SHORT TASK 1: In the passage on Upright Motive No.2, during which years was the foundry making casts of the sculpture?

Upright Motive No.2 exists in an edition of five plus one artist’s copy. Given how expensive it was to cast these large bronze sculptures Moore rarely cast a whole edition at once, and Moore’s original plasters were usually retained by the foundry until all the casts in an edition had been made. Letters sent between Moore and G.W. Reid at H.H. Martyn reveal that the foundry was making casts of Upright Motive No.2 between 1958 and 1962.10 Tate’s sculpture is not signed or numbered but since it was given to the gallery as part of the Henry Moore Gift, it is likely to be the artist’s copy.

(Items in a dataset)
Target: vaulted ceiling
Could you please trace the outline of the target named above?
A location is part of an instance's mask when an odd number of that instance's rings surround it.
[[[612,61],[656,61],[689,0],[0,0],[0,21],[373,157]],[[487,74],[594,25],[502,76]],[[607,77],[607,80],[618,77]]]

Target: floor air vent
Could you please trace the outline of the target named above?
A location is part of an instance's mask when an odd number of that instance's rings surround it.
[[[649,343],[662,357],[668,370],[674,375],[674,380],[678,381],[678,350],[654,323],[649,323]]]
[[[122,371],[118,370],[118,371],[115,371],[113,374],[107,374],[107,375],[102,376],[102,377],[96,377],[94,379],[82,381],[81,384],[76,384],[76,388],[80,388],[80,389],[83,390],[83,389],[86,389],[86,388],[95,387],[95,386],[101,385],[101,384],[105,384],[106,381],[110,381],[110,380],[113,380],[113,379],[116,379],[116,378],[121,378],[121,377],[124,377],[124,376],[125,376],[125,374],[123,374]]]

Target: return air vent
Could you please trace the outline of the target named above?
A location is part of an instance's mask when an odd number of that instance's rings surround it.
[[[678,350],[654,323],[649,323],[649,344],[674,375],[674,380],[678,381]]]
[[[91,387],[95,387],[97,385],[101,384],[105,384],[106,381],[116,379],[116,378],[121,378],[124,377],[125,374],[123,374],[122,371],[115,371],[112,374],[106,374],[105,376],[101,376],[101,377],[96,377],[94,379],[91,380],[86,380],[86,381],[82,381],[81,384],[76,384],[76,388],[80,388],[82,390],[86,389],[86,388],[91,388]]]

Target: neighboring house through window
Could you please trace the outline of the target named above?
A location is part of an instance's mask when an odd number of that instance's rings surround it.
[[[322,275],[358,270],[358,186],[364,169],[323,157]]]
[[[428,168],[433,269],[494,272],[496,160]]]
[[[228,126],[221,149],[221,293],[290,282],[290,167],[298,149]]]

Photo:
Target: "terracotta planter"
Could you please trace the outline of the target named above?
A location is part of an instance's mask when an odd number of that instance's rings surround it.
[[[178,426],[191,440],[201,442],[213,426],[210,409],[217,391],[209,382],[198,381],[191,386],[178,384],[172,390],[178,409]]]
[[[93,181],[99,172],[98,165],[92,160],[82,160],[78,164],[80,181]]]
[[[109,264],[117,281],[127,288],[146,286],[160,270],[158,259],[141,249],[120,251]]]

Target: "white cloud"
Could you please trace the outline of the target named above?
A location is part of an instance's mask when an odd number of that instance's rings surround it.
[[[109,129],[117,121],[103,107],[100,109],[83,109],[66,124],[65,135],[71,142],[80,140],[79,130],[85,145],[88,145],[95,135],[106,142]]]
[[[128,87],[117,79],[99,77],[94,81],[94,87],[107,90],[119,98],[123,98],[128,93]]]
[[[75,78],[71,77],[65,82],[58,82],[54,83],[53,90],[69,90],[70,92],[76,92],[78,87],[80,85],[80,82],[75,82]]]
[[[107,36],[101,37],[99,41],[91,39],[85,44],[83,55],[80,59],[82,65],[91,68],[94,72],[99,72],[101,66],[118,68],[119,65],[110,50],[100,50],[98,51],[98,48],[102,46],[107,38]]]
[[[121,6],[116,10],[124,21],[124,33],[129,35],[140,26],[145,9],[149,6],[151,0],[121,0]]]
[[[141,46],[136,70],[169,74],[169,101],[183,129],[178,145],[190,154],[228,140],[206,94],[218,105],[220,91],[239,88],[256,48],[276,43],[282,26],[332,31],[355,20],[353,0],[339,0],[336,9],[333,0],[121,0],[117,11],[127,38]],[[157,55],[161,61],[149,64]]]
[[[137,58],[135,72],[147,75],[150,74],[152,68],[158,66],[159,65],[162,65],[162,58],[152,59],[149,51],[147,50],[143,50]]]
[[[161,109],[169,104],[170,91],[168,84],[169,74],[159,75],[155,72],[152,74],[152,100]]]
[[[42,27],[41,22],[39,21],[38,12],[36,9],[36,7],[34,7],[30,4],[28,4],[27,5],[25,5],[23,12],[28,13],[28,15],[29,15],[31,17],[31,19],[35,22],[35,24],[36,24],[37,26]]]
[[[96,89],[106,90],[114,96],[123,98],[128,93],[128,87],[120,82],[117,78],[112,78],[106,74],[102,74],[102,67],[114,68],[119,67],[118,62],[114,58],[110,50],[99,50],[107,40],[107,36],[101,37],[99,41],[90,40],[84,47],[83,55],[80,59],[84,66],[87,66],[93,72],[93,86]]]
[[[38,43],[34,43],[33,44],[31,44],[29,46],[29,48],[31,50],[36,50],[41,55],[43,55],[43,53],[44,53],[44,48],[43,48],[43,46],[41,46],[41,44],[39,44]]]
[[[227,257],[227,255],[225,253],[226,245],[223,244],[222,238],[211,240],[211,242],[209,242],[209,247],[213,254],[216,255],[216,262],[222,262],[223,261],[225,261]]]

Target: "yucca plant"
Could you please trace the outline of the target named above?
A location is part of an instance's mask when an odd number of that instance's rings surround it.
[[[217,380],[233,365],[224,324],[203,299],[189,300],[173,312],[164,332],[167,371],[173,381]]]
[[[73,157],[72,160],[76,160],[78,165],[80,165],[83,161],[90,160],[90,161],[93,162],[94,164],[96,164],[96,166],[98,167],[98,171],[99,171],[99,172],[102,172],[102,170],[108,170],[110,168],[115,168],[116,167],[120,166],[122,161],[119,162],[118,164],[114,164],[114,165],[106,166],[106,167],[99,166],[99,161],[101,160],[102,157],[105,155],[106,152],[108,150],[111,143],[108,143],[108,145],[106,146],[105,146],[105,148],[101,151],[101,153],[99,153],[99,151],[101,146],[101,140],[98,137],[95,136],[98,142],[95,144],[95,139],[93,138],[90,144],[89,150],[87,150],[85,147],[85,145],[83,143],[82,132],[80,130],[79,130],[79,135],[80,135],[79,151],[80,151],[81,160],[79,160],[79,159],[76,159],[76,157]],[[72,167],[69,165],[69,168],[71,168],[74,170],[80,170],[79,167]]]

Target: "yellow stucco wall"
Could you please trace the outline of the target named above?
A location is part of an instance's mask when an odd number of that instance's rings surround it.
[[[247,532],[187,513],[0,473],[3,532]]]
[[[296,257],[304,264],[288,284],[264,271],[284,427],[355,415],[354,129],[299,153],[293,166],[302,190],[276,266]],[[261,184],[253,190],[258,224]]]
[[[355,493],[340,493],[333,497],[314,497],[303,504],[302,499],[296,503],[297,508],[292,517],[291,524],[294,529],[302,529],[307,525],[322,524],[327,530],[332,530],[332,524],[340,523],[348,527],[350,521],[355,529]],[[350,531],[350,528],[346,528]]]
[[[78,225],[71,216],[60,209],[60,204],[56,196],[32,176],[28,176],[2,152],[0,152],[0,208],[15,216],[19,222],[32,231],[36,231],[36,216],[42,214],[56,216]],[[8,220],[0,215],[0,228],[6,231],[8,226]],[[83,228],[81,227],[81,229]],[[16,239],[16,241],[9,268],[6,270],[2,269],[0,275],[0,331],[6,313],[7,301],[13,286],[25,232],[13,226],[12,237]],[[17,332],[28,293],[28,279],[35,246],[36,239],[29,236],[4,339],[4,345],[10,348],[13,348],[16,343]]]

---

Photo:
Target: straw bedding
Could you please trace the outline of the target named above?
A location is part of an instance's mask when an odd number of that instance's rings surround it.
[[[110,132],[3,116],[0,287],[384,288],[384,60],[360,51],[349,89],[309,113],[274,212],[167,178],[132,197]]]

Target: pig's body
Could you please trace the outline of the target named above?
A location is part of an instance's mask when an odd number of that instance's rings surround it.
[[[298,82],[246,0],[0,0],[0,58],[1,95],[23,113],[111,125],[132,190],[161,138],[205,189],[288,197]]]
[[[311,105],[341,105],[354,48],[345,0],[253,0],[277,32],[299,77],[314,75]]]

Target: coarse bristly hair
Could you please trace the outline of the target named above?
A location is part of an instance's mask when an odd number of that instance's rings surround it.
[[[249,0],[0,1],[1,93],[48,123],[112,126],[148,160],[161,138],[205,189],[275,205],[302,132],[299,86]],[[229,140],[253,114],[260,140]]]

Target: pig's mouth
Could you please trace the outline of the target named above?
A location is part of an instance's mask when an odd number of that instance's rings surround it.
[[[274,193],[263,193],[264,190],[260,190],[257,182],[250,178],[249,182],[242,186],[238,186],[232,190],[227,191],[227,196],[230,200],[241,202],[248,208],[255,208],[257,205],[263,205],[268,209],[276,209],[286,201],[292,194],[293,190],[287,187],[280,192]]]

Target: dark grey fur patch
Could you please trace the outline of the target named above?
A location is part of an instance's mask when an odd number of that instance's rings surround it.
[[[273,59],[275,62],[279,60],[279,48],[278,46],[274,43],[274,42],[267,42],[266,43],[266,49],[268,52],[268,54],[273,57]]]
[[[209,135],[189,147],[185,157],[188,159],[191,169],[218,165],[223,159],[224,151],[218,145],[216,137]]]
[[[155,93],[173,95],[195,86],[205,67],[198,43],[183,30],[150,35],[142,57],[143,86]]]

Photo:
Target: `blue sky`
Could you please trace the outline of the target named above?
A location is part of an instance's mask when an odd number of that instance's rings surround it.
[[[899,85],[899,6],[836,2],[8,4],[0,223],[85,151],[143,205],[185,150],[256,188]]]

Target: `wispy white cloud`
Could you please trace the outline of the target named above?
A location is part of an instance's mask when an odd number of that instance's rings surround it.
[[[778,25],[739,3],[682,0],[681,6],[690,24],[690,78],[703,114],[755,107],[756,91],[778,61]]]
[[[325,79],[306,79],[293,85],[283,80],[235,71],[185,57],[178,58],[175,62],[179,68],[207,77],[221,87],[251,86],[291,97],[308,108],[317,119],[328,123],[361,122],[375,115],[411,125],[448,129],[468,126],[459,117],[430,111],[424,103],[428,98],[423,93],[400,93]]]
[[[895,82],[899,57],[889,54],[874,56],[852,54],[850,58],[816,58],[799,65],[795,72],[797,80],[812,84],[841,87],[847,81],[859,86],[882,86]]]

SHORT TASK 2: Collect every line of the rows that contains the word "cloud", paying attention to case.

COMPLETE RESPONSE 1: Between 1958 and 1962.

COMPLETE RESPONSE 2:
Target: "white cloud"
Target: `wispy white cloud`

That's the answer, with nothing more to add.